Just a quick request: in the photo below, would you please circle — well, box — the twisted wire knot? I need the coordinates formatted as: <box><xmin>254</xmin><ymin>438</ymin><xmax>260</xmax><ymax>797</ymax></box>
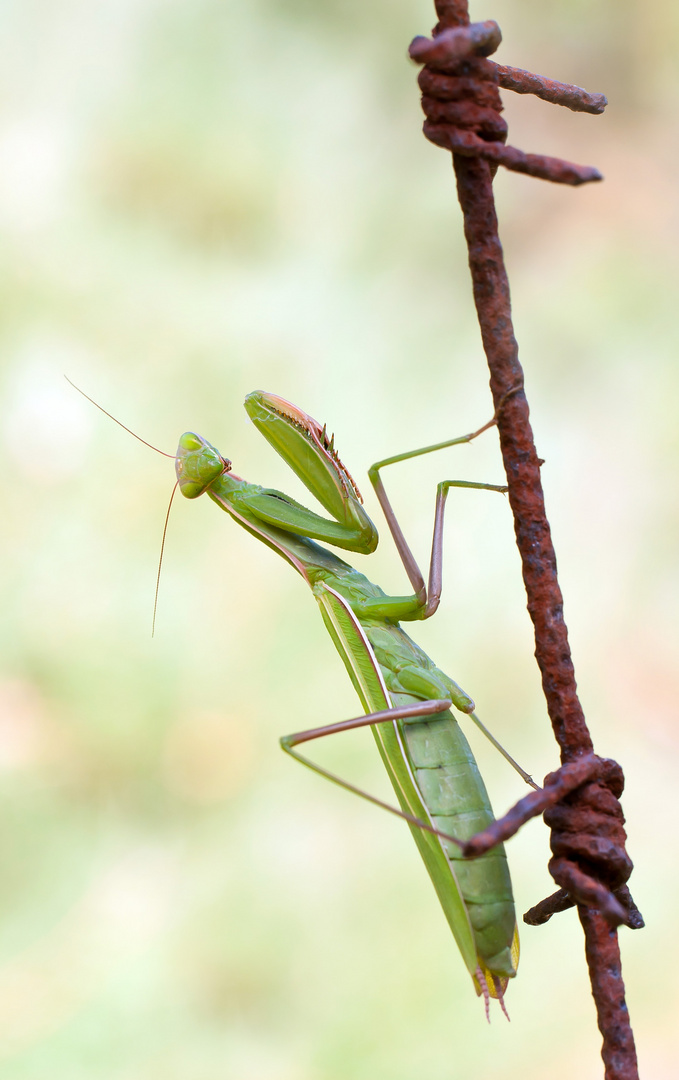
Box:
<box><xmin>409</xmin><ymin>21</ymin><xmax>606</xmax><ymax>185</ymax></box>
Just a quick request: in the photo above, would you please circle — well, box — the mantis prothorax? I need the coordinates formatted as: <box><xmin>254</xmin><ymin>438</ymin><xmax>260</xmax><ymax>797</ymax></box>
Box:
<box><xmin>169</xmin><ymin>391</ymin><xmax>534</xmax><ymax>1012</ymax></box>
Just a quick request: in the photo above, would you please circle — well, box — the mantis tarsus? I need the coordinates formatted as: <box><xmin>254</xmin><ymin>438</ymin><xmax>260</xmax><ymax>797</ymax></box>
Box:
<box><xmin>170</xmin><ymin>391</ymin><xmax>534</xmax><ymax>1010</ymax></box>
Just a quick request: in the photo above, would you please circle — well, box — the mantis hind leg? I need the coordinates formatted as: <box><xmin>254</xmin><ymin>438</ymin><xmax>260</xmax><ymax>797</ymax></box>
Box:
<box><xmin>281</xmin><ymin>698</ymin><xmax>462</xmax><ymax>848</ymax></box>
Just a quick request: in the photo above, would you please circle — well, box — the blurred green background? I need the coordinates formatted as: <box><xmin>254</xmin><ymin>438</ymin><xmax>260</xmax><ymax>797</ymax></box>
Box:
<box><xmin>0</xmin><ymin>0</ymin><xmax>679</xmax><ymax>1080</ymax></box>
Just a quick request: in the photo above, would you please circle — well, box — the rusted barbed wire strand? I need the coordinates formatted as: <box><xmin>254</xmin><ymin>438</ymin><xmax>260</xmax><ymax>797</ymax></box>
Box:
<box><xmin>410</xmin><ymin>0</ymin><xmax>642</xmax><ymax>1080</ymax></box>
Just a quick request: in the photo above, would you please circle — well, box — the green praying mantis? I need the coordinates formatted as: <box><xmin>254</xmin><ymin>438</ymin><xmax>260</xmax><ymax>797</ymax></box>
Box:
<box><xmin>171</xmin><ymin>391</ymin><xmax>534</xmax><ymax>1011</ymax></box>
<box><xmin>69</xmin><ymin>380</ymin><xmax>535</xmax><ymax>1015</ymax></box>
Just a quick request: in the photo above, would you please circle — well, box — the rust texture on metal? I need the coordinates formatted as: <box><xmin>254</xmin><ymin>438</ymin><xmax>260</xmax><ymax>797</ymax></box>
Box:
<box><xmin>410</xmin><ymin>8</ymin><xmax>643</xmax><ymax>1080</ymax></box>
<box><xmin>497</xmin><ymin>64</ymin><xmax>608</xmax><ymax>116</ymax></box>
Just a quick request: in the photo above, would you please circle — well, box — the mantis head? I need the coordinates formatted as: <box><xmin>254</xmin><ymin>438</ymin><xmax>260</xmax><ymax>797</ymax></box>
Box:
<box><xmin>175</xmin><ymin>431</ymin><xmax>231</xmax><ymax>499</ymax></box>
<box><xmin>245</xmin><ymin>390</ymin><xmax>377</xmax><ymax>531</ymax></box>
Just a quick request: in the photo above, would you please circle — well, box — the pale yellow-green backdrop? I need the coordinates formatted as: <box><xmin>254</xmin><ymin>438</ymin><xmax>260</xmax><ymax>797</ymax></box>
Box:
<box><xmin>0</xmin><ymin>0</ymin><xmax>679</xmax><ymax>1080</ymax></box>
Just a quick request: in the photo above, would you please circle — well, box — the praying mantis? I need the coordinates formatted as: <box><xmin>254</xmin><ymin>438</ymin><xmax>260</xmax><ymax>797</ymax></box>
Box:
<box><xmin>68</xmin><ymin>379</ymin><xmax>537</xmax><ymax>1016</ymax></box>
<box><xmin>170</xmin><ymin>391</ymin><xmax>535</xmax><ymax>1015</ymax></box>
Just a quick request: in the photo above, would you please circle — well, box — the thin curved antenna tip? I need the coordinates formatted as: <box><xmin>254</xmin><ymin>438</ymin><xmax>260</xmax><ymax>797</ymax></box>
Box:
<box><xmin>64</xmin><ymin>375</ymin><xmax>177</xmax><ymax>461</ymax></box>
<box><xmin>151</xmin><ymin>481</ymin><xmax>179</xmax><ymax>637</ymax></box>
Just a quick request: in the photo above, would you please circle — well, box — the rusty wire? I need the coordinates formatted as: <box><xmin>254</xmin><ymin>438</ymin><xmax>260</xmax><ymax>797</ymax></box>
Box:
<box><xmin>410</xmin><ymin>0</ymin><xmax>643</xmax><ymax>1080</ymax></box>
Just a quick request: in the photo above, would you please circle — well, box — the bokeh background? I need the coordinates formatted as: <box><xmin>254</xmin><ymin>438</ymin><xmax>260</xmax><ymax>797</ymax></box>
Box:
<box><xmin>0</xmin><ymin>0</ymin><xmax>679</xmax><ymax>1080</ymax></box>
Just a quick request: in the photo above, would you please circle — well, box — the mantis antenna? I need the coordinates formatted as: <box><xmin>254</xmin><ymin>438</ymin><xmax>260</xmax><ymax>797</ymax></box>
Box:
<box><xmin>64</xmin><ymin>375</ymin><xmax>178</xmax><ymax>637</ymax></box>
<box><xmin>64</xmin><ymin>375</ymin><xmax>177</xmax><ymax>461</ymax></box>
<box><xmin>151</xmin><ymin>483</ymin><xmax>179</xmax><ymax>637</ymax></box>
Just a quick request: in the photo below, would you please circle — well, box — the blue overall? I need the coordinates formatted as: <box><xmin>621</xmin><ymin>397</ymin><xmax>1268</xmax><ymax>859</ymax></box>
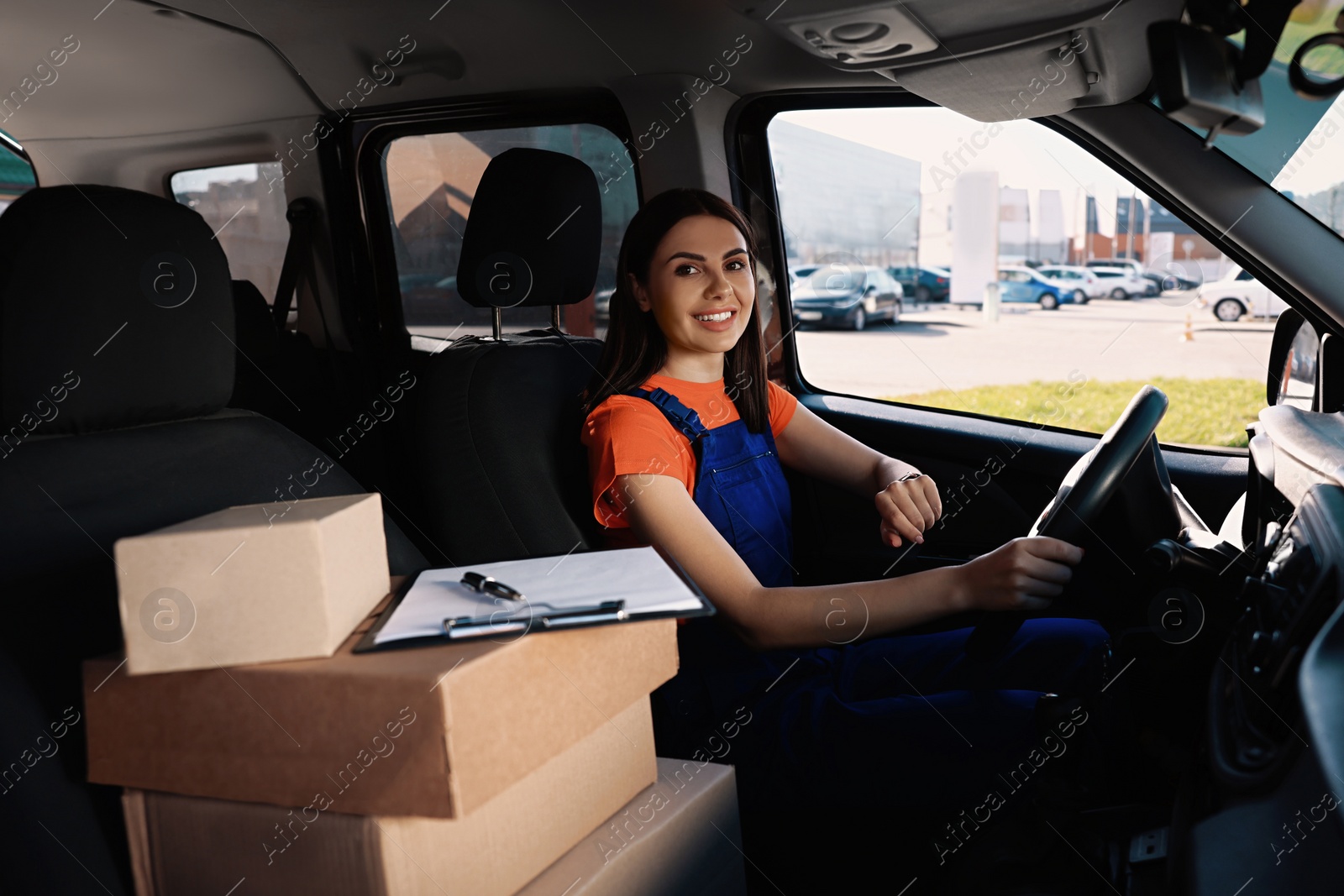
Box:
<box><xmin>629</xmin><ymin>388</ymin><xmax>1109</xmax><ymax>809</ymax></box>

++++++

Stated problem –
Copy every line above that contains the word "bokeh", matching its case exactly.

Response to this exercise –
Just a quick request: in the photo above, would you please circle — well, box — the bokeh background? I need the coordinates formatted as: <box><xmin>254</xmin><ymin>438</ymin><xmax>260</xmax><ymax>797</ymax></box>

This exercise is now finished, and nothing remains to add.